* [Requirement]: Could you give the items again from their start through the line with "box: [206, 119, 213, 138]", changing "rough" to "coarse" and leaving the rest unchanged and the pictures out?
─── Provided data ───
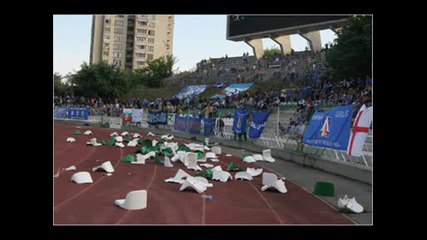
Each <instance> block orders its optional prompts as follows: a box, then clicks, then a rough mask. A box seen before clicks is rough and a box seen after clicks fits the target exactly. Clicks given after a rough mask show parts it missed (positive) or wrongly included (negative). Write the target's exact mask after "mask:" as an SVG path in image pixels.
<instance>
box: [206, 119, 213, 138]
mask: <svg viewBox="0 0 427 240" xmlns="http://www.w3.org/2000/svg"><path fill="white" fill-rule="evenodd" d="M203 122H204V124H205V126H204V135H205V136H208V135H215V119H209V118H204V119H203Z"/></svg>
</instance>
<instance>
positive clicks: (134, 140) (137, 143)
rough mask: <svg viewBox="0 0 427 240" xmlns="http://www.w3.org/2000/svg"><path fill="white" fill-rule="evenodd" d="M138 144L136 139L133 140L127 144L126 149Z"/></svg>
mask: <svg viewBox="0 0 427 240" xmlns="http://www.w3.org/2000/svg"><path fill="white" fill-rule="evenodd" d="M137 144H138V139H134V140H132V141H130V142H129V143H128V147H136V145H137Z"/></svg>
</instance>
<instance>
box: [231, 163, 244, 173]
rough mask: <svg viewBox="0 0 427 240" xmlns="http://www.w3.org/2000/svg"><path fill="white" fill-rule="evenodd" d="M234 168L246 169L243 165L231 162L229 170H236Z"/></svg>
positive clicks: (237, 169) (231, 170) (238, 169)
mask: <svg viewBox="0 0 427 240" xmlns="http://www.w3.org/2000/svg"><path fill="white" fill-rule="evenodd" d="M234 170H237V171H245V169H244V168H243V167H241V166H239V165H238V164H237V163H235V162H231V163H230V164H229V165H228V167H227V172H230V171H234Z"/></svg>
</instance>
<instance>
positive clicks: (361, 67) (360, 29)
mask: <svg viewBox="0 0 427 240" xmlns="http://www.w3.org/2000/svg"><path fill="white" fill-rule="evenodd" d="M326 63H327V65H328V66H330V67H332V69H333V71H334V75H335V76H336V77H338V78H349V77H353V78H357V77H365V76H367V75H369V76H371V75H372V17H371V16H356V17H352V18H349V19H348V21H347V22H346V24H345V26H344V27H343V28H342V30H341V31H340V32H339V33H338V38H336V39H335V41H334V44H333V45H332V46H331V48H330V49H329V50H328V51H327V52H326Z"/></svg>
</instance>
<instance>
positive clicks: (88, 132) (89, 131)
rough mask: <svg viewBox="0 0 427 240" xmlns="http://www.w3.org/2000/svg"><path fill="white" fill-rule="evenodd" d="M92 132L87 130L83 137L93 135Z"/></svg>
mask: <svg viewBox="0 0 427 240" xmlns="http://www.w3.org/2000/svg"><path fill="white" fill-rule="evenodd" d="M92 134H93V133H92V131H91V130H87V131H86V132H85V133H83V135H92Z"/></svg>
───
* [Output below]:
Each <instance> block orders its optional prompts as follows: a box, then clicks, then a coarse mask. A box seen before clicks is coarse and a box seen after clicks fits the target exactly. Clicks given after a coarse mask show parts it missed (positive) or wrongly included (negative). Write the target's exact mask after "mask:" as an SVG path in image pixels.
<instance>
box: [206, 119, 213, 138]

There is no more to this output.